Однако, как известно, власть развращает, абсолютная власть раз­вращает абсолютно. Молотов вспоминал, что сначала Сталин боролся со своим культом, а потом культ ему понравился: "Он был очень сдер­жанным в первые годы, а потом ... зазнался" (293. С. 299, 242, 261).

Если с верховной властью население сталкивалось редко, то с "боярами" — номенклатурой — общение было повседневным и по большей части рождающим негативные эмоции. Анализ сохранивших­ся в архивах жалоб и обращений граждан показал, что рядовые работ­ники не подвергали сомнению справедливость существующего режи­ма и видели виновных своих повседневных тягот и лишений чаще все­го в местном начальстве — партийном и хозяйственном (39. С. 208), что, естественно, рождало враждебное отношение к последнему (это поразительно напоминает ненависть населения к боярам-кормленщи­кам, известную из истории XV — XVI вв.). Между тем причина этой враждебности — не в том, что в обществе действовал механизм осо­бой "негативной селекции", рекрутировавший в ряды номенклатуры особо жестоких карьеристов, а в том, что главной задачей номенклату­ры была мобилизация населения на решение задач, опережающих ре­альные возможности рядовых исполнителей. Кроме того, в связи с от­сутствием возможности материального стимулирования в условиях де­фицита необходимых средств и ресурсов нередко это сопровождалось применением мер принуждения и насилия. Отсюда — негативное от­ношение населения к номенклатуре — новому "боярству", защиту от которого люди искали в апелляциях к царю — генсеку, тем более, что последний не упускал случая подчеркнуть особую роль "маленького

311

человека", "простого труженика", позиция и мнение которого не долж­ны быть заглушены партийным "боярством". Так, например, в речи 4 мая 1935 г. он в резких тонах осудил "неслыханно бесчеловечное отно­шение обюрократившихся кадров" к простым людям, труженикам, "этому самому драгоценному капиталу" (цит. по: 39. С. 208). В этой связи объяснимы распространенные в широких слоях населения либо одобрение репрессий против партийных "бояр", либо интерпретацию репрессий как творимых "нечестными" приспешниками втайне от Ста­лина. Даже министр производства боеприпасов Б. Ванников, аресто­ванный накануне войны по клеветническому доносу и освобожденный в начале войны по личному приказу Сталина, был убежден, что в его бедах виноват не Сталин, а его гнусное окружение; вождь же, напро­тив, во всем разобрался и восстановил справедливость (213. С. 190). Отсюда — нескончаемый поток обращений за помощью и защитой "лично к товарищу Сталину".

[Что нужно сделать]
1. Определите, соответствуют ли отрывку утверждения (a), (b) и (c). Ответьте «да» или «нет» и приведите решающие слова отрывка точной цитатой.
(a) По воспоминаниям Молотова, сначала Сталин боролся со своим культом.
(b) Б. Ванников считал виновным в своих бедах Сталина.
(c) Причиной враждебности к номенклатуре был механизм «негативной селекции».
2. Перепишите часть отрывка, которая начинается со слов «Однако, как известно, власть» и заканчивается словами «299, 242, 261).», заменив «Молотов» на «Микоян».
3. Какого числа была произнесена речь, в которой осуждалось «неслыханно бесчеловечное отношение обюрократившихся кадров», согласно отрывку?
Записи — отдельный материал, к отрывку они не относятся.

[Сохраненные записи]
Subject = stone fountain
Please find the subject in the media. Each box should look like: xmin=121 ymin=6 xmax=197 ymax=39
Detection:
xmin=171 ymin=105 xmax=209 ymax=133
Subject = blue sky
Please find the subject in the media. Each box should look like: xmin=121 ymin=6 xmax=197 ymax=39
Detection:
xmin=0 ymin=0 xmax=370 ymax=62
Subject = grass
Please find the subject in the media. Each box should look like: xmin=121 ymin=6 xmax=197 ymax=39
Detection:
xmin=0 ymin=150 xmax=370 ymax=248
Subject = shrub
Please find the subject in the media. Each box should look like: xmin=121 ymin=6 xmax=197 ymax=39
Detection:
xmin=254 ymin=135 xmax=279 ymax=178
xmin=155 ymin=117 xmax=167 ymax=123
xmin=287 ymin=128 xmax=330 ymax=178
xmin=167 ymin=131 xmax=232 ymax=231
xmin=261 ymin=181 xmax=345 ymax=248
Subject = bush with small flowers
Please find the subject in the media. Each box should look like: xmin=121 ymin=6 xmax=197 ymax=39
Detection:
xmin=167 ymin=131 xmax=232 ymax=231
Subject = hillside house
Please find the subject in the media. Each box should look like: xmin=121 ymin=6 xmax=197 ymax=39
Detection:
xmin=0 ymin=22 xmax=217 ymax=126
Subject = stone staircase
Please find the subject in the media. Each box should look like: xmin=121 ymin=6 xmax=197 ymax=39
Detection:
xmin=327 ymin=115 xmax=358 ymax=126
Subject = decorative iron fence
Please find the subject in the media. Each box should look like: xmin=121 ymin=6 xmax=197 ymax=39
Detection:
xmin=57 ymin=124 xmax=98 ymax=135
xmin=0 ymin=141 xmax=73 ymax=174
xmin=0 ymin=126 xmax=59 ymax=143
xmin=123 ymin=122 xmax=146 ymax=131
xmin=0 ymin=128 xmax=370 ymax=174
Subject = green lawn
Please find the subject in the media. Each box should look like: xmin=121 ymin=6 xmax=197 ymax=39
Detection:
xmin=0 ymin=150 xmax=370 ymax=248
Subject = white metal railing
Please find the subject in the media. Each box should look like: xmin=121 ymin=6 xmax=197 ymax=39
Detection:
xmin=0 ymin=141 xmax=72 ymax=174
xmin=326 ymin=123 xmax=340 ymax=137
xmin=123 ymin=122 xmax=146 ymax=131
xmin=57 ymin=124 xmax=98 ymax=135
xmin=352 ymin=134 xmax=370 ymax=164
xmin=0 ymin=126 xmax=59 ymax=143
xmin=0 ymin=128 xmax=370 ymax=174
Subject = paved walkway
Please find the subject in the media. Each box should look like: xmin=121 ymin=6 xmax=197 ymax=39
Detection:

[Решения заданий]
1.
(a) Да: «сначала Сталин боролся со своим культом».
(b) Нет: «в его бедах виноват не Сталин, а его гнусное окружение».
(c) Нет: «причина этой враждебности — не в том, что в обществе действовал механизм».

2.
Однако, как известно, власть развращает, абсолютная власть раз­вращает абсолютно. Микоян вспоминал, что сначала Сталин боролся со своим культом, а потом культ ему понравился: "Он был очень сдер­жанным в первые годы, а потом ... зазнался" (293. С. 299, 242, 261).

3. 4 мая 1935 г.